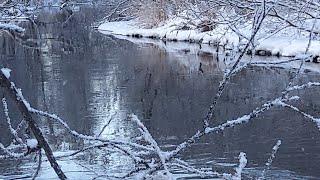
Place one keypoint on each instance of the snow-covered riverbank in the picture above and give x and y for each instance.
(172, 30)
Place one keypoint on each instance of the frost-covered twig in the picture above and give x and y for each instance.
(148, 137)
(39, 165)
(312, 118)
(12, 130)
(257, 25)
(270, 159)
(242, 164)
(23, 107)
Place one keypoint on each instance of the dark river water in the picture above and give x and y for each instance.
(87, 77)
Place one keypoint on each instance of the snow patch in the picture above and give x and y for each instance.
(32, 143)
(6, 72)
(280, 44)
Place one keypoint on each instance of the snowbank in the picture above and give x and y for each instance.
(279, 45)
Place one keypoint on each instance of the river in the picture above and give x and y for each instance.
(88, 78)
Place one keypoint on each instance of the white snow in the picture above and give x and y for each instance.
(6, 72)
(32, 143)
(281, 43)
(242, 164)
(13, 27)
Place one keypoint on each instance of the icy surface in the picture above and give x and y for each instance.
(279, 44)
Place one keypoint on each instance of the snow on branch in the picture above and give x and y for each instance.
(11, 27)
(270, 159)
(242, 164)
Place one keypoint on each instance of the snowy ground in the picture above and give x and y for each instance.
(204, 51)
(281, 44)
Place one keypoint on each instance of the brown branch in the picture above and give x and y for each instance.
(23, 108)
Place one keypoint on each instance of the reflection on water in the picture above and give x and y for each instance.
(91, 79)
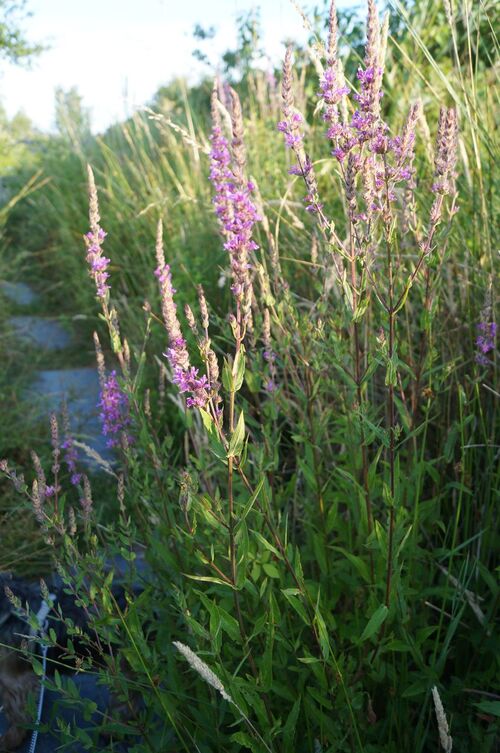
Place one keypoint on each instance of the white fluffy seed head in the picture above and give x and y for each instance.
(444, 732)
(202, 669)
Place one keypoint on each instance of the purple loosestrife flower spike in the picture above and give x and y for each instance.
(290, 126)
(485, 341)
(98, 263)
(332, 85)
(234, 208)
(446, 151)
(114, 407)
(185, 376)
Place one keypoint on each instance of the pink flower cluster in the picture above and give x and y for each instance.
(114, 413)
(185, 376)
(235, 210)
(485, 341)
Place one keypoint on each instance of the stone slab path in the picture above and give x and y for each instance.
(18, 292)
(42, 332)
(77, 388)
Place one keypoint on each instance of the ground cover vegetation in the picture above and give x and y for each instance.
(291, 287)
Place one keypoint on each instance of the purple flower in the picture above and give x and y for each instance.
(184, 375)
(234, 208)
(114, 413)
(70, 458)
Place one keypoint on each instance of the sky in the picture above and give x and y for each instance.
(119, 52)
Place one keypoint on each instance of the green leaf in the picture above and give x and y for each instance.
(239, 369)
(270, 570)
(290, 727)
(290, 596)
(266, 544)
(208, 579)
(249, 504)
(356, 561)
(374, 623)
(241, 738)
(322, 634)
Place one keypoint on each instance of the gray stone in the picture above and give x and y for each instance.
(79, 389)
(48, 334)
(18, 292)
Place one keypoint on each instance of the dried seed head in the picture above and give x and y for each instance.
(446, 151)
(147, 404)
(93, 203)
(444, 732)
(213, 367)
(238, 144)
(86, 499)
(203, 307)
(71, 522)
(190, 318)
(332, 35)
(160, 256)
(286, 83)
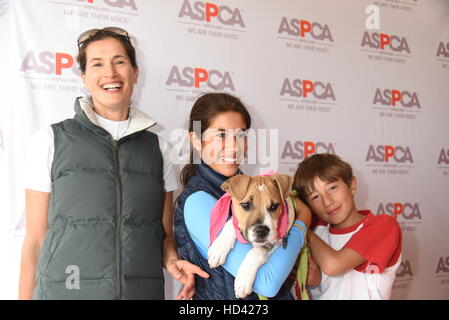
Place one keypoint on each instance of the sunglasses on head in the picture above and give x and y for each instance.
(90, 33)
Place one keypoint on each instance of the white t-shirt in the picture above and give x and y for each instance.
(379, 240)
(41, 148)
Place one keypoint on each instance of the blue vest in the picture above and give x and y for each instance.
(220, 284)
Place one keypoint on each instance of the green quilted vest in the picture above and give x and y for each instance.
(104, 238)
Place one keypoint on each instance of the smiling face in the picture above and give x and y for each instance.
(109, 75)
(224, 143)
(333, 202)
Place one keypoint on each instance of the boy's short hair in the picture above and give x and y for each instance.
(328, 167)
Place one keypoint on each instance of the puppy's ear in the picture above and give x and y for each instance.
(237, 186)
(284, 184)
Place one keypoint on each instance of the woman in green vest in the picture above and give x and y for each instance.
(99, 191)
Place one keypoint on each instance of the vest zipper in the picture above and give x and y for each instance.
(119, 219)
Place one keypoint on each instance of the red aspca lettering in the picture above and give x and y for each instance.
(207, 11)
(443, 265)
(382, 40)
(385, 153)
(302, 28)
(115, 3)
(409, 211)
(194, 77)
(394, 97)
(49, 63)
(444, 157)
(302, 150)
(443, 50)
(404, 269)
(302, 88)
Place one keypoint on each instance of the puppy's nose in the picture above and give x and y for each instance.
(261, 231)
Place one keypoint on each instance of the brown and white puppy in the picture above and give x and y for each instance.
(257, 204)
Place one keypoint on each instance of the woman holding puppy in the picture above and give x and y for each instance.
(217, 130)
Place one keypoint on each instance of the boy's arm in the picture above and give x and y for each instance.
(313, 273)
(332, 262)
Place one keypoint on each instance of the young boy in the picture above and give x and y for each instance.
(358, 252)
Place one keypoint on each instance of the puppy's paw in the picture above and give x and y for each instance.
(218, 252)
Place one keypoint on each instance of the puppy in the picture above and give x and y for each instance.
(262, 215)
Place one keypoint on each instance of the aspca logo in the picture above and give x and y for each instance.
(47, 62)
(382, 41)
(300, 150)
(208, 12)
(443, 50)
(307, 89)
(386, 153)
(393, 97)
(443, 265)
(443, 158)
(114, 3)
(409, 211)
(305, 29)
(195, 77)
(405, 269)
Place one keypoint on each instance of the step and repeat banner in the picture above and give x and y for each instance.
(365, 79)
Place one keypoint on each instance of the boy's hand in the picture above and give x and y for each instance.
(303, 212)
(313, 273)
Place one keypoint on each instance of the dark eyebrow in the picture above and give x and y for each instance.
(223, 130)
(114, 57)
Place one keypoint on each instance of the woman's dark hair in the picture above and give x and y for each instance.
(205, 109)
(100, 35)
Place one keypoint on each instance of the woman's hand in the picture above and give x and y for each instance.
(313, 273)
(184, 272)
(303, 212)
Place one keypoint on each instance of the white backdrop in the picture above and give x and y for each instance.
(310, 70)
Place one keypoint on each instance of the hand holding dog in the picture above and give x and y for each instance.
(184, 272)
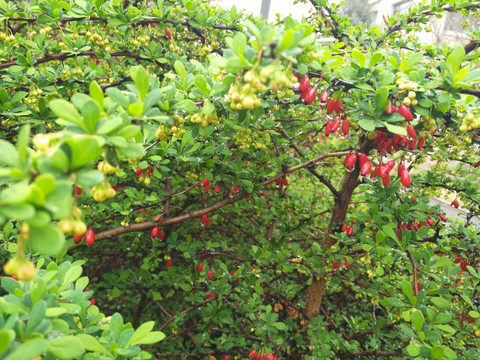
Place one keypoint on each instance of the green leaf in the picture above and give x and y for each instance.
(201, 83)
(239, 43)
(357, 55)
(66, 111)
(66, 347)
(417, 319)
(142, 79)
(8, 154)
(186, 105)
(46, 240)
(440, 302)
(394, 129)
(37, 314)
(454, 60)
(181, 72)
(367, 125)
(381, 98)
(280, 326)
(96, 93)
(437, 352)
(28, 350)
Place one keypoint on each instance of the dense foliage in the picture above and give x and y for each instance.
(255, 190)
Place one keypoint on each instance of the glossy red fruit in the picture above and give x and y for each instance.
(390, 108)
(324, 96)
(362, 159)
(78, 238)
(386, 180)
(405, 177)
(405, 112)
(411, 131)
(89, 237)
(420, 143)
(389, 166)
(310, 95)
(304, 84)
(328, 128)
(349, 231)
(350, 160)
(334, 105)
(366, 168)
(335, 125)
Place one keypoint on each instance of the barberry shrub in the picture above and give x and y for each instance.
(319, 239)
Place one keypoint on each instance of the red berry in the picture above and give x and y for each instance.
(335, 125)
(405, 177)
(389, 110)
(90, 237)
(386, 180)
(411, 131)
(365, 168)
(304, 84)
(334, 105)
(405, 112)
(350, 160)
(324, 96)
(310, 95)
(210, 274)
(349, 231)
(78, 238)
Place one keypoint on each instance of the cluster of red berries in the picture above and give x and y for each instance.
(89, 237)
(205, 220)
(258, 355)
(279, 182)
(385, 144)
(347, 229)
(382, 170)
(156, 232)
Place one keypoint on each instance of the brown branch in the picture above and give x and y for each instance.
(415, 269)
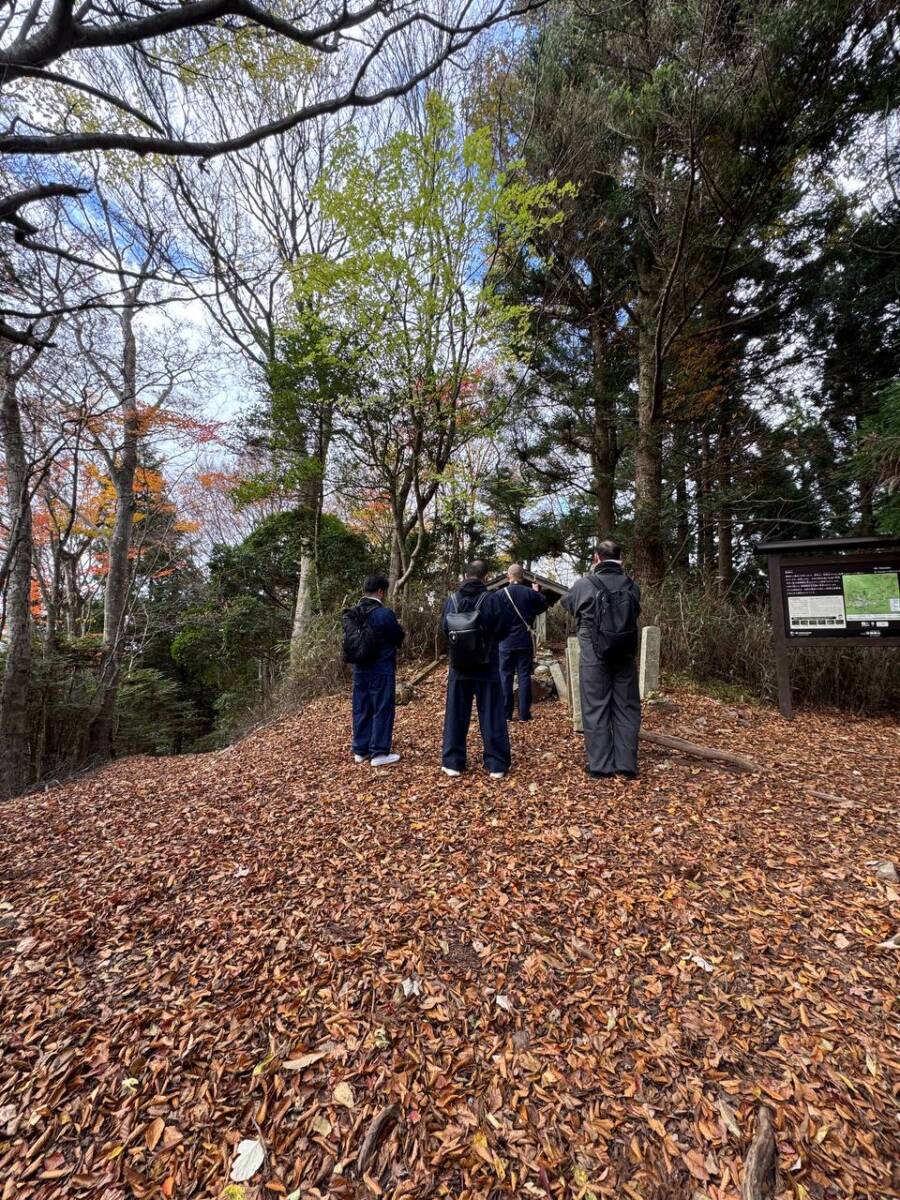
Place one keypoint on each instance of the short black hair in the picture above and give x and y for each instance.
(376, 583)
(609, 549)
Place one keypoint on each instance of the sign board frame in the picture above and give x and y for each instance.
(820, 553)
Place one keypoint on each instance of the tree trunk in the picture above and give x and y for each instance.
(649, 550)
(724, 526)
(72, 600)
(604, 451)
(304, 605)
(396, 564)
(683, 516)
(17, 669)
(115, 600)
(706, 534)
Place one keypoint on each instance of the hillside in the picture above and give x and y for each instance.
(553, 987)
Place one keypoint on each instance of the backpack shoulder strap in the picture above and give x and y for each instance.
(507, 593)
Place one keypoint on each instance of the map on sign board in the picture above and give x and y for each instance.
(873, 597)
(837, 599)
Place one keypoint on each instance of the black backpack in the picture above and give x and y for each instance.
(616, 612)
(467, 642)
(360, 641)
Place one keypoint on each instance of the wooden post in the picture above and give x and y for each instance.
(562, 685)
(540, 628)
(783, 654)
(573, 658)
(648, 671)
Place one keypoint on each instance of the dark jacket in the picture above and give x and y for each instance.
(390, 636)
(531, 604)
(497, 617)
(581, 600)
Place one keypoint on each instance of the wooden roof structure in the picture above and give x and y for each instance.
(553, 589)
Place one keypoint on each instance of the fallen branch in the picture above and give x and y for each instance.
(377, 1133)
(731, 760)
(759, 1181)
(424, 672)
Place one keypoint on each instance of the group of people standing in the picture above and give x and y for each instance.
(491, 643)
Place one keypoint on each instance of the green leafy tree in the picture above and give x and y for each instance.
(412, 307)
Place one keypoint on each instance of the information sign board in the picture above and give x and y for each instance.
(841, 598)
(832, 592)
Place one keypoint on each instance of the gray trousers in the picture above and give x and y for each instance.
(610, 712)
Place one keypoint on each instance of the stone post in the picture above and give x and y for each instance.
(573, 659)
(648, 666)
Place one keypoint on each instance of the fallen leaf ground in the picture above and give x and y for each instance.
(568, 989)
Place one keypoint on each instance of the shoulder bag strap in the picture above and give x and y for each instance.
(507, 593)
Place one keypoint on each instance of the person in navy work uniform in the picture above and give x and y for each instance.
(483, 687)
(375, 684)
(610, 693)
(517, 649)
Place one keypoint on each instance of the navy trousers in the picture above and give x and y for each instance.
(610, 712)
(487, 696)
(517, 661)
(373, 706)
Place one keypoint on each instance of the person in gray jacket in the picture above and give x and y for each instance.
(606, 605)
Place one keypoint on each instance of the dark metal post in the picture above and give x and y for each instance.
(783, 654)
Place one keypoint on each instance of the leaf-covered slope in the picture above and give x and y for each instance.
(565, 988)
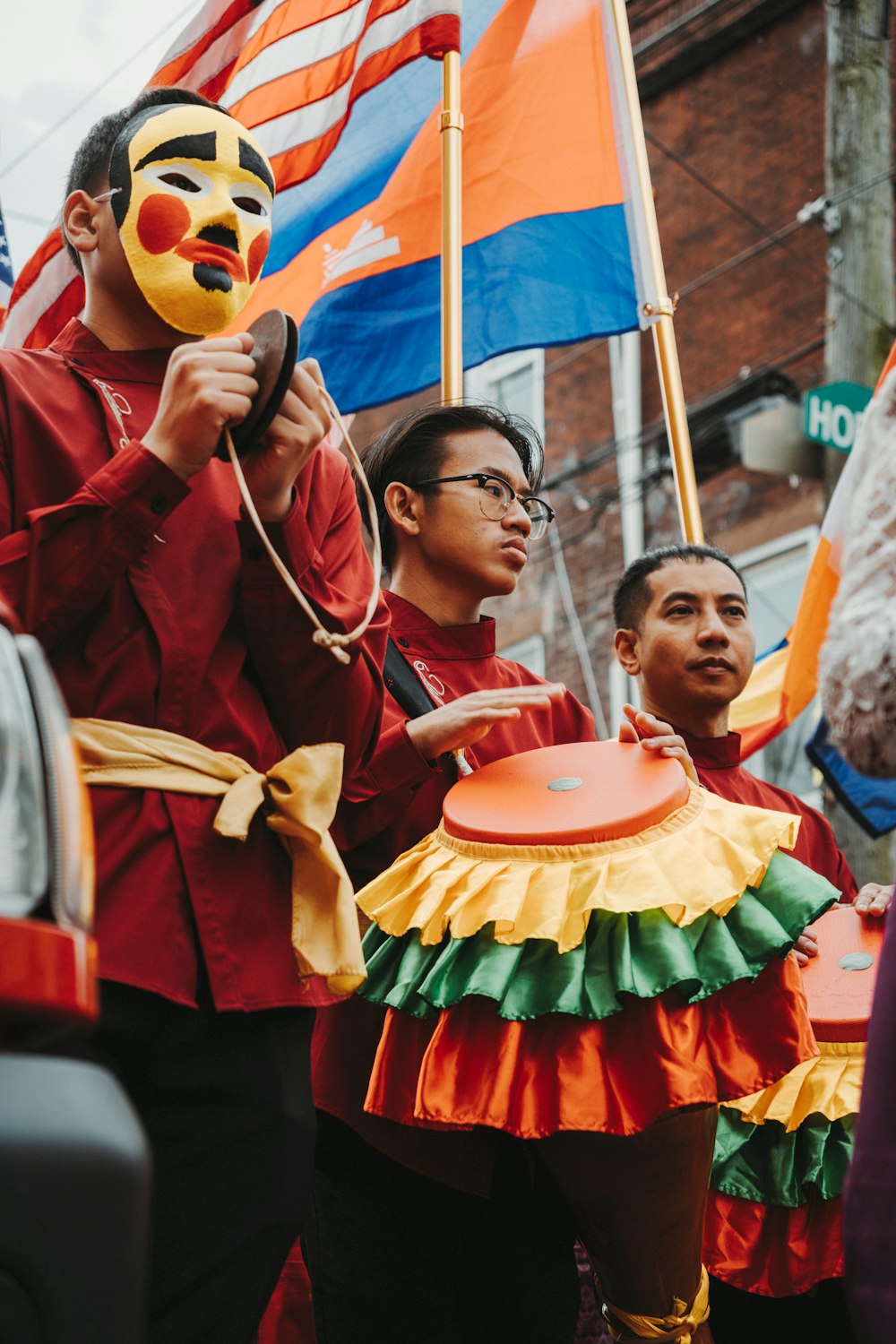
=====
Instructions for the task – Pull out every line of the data above that contains the word "trousers", and copy each of those lines in full.

Response to the exercise –
Place one keypoint on each instance of the gray trousers in the picture above and give x and y for each instance.
Place one keypoint on each instance of the navy trousers in the picture above and give x and y for each instance.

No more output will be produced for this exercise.